- _Extrait_:
==================================================
Le général (2S) Etienne Patry, chercheur associé de La Vigie, nous livre cet article sur la notion de Stratcom. Merci à lui. LV
Depuis quelques années, sous l’impulsion conceptuelle américaine, un nouveau champ stratégique s’est ouvert : celui de la Stratcom (strategic communication). Derrière ce mot valise se cache un domaine vaste que son nom ne laisse malheureusement pas distinguer au premier abord. Or sous peine d’un manque d’efficacité lors des opérations ou d’incompréhension voire de malentendu entre alliés faute d’une sémantique partagée, il s’agit d’abord pour le stratège de bien délimiter son champ d’application, autrement dit définir un cadre d’emploi, et à organiser en conséquence selon le traditionnel acronyme DORESE, les capacités militaires afférentes.
Comme pour de nombreux concepts, cet élément de stratégie n’est pas réellement nouveau, mais il est aujourd’hui plus particulièrement mis en lumière par divers phénomènes ou évolutions. Le premier d’entre eux se manifeste sous la résurgence d’un environnement de compétition stratégique qui tend à augmenter significativement le niveau de violence dans une approche indirecte, visant à la maintenir sous le seuil de déclenchement d’un conflit ouvert. Le deuxième est le développement de l’environnement numérique, porte d’entrée à des manœuvres d’influence, véritable vulnérabilité de nos sociétés démocratiques.
1- La Stratcom, une définition et un cadre à bien appréhender
Le premier piège à éviter est celui de l’énoncé, Stratcom, qui provient de deux termes : Stratégie et Communication ; et qui peut rapidement pour le lecteur non averti, comme même parfois certains spécialistes, laisser place à un sentiment de confusion[1] et ne pas faire saisir correctement les enjeux.
En effet il s’agit d’un nouveau terme qu’il nous faut définir correctement, car il est bien nouveau, et ne saurait donc équivaloir ni à une stratégie de communication, ni à la communication du niveau stratégique ; et c’est bien pour cela que ce néologisme a été créé.
==================================================
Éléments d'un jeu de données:
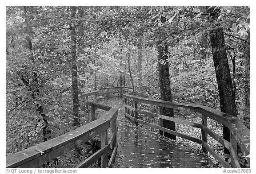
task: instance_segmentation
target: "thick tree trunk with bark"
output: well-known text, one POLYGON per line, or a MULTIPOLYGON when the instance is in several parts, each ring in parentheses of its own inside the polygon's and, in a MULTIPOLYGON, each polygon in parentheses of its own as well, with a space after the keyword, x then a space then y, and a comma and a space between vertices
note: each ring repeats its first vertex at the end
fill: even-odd
MULTIPOLYGON (((161 43, 157 42, 156 49, 158 53, 158 72, 159 76, 159 87, 161 100, 165 101, 172 101, 172 91, 170 83, 170 74, 169 73, 169 62, 168 62, 168 46, 167 45, 161 45, 161 43)), ((174 117, 173 109, 164 108, 163 115, 174 117)), ((167 120, 163 120, 164 127, 173 131, 176 131, 175 123, 167 120)), ((163 131, 160 131, 163 135, 163 131)), ((176 140, 176 136, 167 132, 164 133, 164 135, 176 140)))
MULTIPOLYGON (((236 116, 235 91, 232 85, 224 34, 214 31, 211 35, 210 40, 220 94, 220 111, 236 116)), ((230 142, 229 130, 225 126, 223 126, 223 138, 230 142)), ((226 148, 224 152, 229 153, 226 148)))
POLYGON ((247 81, 247 84, 245 85, 245 106, 248 107, 246 109, 246 115, 250 115, 250 32, 249 32, 249 35, 246 37, 246 41, 248 43, 245 43, 244 45, 244 61, 245 61, 245 75, 248 81, 247 81))
MULTIPOLYGON (((214 9, 214 7, 209 8, 208 10, 208 12, 211 14, 209 19, 215 22, 219 12, 218 8, 214 9)), ((220 111, 236 116, 235 91, 230 75, 224 34, 216 31, 222 31, 220 27, 217 29, 211 32, 210 40, 220 94, 220 111)), ((228 127, 223 126, 223 138, 230 142, 230 131, 228 127)), ((225 147, 224 153, 230 154, 228 149, 225 147)))
MULTIPOLYGON (((70 7, 70 17, 74 19, 76 17, 76 7, 70 7)), ((71 44, 71 62, 72 67, 72 100, 73 100, 73 125, 76 127, 80 126, 80 118, 78 114, 78 86, 77 82, 77 67, 76 66, 76 25, 74 23, 70 24, 70 40, 71 44)))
==================================================
- _Consigne A_:
Selon l'extrait sur la Stratcom, de quels deux termes provient le mot « Stratcom » ?
- _Consigne B_:
Poursuivez la rédaction de l'extrait sur la Stratcom en partant de sa dernière phrase.

- _Réponse rédigée A_:
Le mot « Stratcom » provient des termes « Stratégie » et « Communication ».

- _Réponse rédigée B_:
Les armées par publication doctrinale donnent la définition[2] suivante de la stratcom appliquée aux opérations que l’on peut généraliser en éludant les mentions spécifiques aux opérations:
La Stratcom […] est le processus […] de niveau stratégique qui permet de concevoir et de conduire toute activité […] comme un message cohérent, crédible et efficace auprès des principaux acteurs qui en ont connaissance, qu’il s’agisse d’une action physique ou d’une prise de parole sous toutes ses formes.
Il s’agit donc de considérer que tout activité est en soi un média et qu’en conséquence elle porte un message qu’il faut donc maîtriser. La démarche est nécessairement à double sens. Le premier est celui de concevoir ab ovo une activité dans le but principal de délivrer un message, le deuxième est celui plus traditionnel d’élaborer des éléments de langage pour accompagner une activité opérationnelle ou d’entraînement.
La Stratcom n’est donc pas qu’une affaire de spécialistes de la communication, mais bien la préoccupation du stratège. Elle est partie prenante de la grande stratégie et doit donc se décliner à ses différents niveaux : une Stratcom Nationale qui serait la déclinaison de la Stratégie d’État et des Stratcom particulières qui seraient la déclinaison des stratégies de chacun des leviers de puissance (DIJMETIC) puis, quand cela se révèle nécessaire, une Stratcom de circonstance appliquée à une opération.
C’est ainsi la partie de la Stratégie qui vise principalement à accomplir les objectifs politiques par des effets « non cinétiques[3] ». Autrement dit il s’agit d’influencer un adversaire pour faire cesser une action contraire au droit international sans utilisation directe de la force au temps de la compétition/contestation ou pour maximiser ou compléter les effets cinétiques du temps de l’affrontement.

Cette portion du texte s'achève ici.